#### Assignment
Could you return the data below exactly as it appears?
......
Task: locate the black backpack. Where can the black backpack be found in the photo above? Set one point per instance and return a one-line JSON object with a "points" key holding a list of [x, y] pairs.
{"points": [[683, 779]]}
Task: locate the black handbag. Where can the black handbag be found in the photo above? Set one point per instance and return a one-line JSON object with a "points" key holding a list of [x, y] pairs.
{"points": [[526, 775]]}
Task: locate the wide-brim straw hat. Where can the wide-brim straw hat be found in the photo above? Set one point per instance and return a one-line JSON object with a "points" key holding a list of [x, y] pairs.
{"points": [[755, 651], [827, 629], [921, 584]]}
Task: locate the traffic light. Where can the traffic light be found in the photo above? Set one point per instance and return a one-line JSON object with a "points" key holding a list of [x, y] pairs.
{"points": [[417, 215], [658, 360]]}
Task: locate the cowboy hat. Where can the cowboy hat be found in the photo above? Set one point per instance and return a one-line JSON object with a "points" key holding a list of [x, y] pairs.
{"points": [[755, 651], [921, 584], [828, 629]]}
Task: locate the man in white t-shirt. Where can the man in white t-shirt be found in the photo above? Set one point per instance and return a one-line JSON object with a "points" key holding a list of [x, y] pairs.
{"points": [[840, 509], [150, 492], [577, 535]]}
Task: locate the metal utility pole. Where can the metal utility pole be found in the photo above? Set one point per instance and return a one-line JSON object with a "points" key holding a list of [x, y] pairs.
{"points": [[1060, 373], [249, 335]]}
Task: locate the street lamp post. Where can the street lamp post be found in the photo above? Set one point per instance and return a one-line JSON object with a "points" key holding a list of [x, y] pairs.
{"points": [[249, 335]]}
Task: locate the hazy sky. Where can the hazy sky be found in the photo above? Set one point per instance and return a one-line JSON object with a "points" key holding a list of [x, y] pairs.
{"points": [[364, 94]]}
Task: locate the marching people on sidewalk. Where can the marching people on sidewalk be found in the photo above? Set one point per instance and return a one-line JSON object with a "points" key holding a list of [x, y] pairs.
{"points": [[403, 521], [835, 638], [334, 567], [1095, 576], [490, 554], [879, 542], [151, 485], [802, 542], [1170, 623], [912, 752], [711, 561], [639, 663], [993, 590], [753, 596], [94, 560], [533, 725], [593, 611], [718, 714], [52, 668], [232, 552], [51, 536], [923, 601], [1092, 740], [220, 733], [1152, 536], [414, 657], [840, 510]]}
......
#### Output of the exercise
Task: locate the black backpack. Where can the black backpack be found in the photo above? Set one point per instance and return a one-line JSON object with a "points" key holding a list of [x, y] pairs.
{"points": [[683, 779]]}
Task: locate the black handbag. Where can the black handbag be found in the photo above? Set one point per instance and return a one-line JSON object with a "points" key holding a list of [x, y] pairs.
{"points": [[526, 775]]}
Task: locate the wide-brim straw hat. Where can the wide-brim straw hat be found in the photo above? Set one point per instance and return a one-line JSON object with a "points" key holding a list of [x, y] pairs.
{"points": [[755, 651], [827, 629], [921, 584]]}
Task: locate the traffic light. Where can the traffic light be found in the photo above? Set one point per instance and return a one-line JSON object with a "points" key holding a list of [x, y] pairs.
{"points": [[417, 215], [658, 360]]}
Task: locate the cowboy hat. Where can the cowboy hat be found in the photo above? Set one point per instance and return a one-line JSON object with a "points" key holding a list of [x, y] pairs.
{"points": [[755, 651], [921, 584], [828, 629]]}
Task: locate the man in white t-shirt. Where can the man in white t-shirt be found in the photo above? Set one point per instance and return a one-line JSON object with a "points" key holding a list of [x, y] pairs.
{"points": [[840, 509], [150, 492], [577, 535]]}
Task: locate the metal utility pole. Where can the metal utility pole be found in the photo above? Set one point per instance and return a one-line JSON object with a "points" key holding a list of [x, y] pairs.
{"points": [[1060, 373], [249, 335]]}
Task: locate the street lamp post. Where can the street lamp post be found in the photo above? Set one point per instance and return a one-line JSON object with a "points" key holding a list of [x, y] pairs.
{"points": [[249, 335]]}
Task: locate the hazy sky. Where can the hazy sky be found in the photo above? Set one point per instance and return a one-line JSON object with a "points" key holding a list of [x, y] pairs.
{"points": [[364, 94]]}
Task: locate the marching people on sidewalk. Where can the marching people on sidewalk be found in the photo above? Set one point per instance and return a one-line JSON object with a "points" key holding a list of [x, y] pairs.
{"points": [[403, 521], [835, 638], [334, 567], [1095, 576], [490, 554], [879, 542], [151, 485], [802, 542], [1170, 623], [912, 752], [711, 561], [639, 663], [993, 590], [753, 596], [94, 560], [533, 725], [593, 611], [718, 714], [52, 668], [232, 552], [51, 536], [923, 601], [1092, 740], [220, 733], [1152, 536], [414, 657], [840, 510]]}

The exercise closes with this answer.